[DATASET RECORDS]

——

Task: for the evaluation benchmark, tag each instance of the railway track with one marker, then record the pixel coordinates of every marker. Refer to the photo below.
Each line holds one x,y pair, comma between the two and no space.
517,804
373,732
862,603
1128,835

——

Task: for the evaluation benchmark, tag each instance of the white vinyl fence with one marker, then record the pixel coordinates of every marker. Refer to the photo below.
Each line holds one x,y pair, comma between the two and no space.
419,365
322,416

——

[GIVEN EXERCISE] Show every line of the listing above that contains the word "photo", matching case exactly.

[FINISHED ANSWER]
Task: for the evaluation benchmark, tag each instance of the railway track with one marker, then record the pixel coordinates of every marker. Refer to the photo below.
Task: for the evaluation benchmark, tag each instance of the white vinyl fence with one marker, then record the pixel coordinates of every marker. Refer to the photo below.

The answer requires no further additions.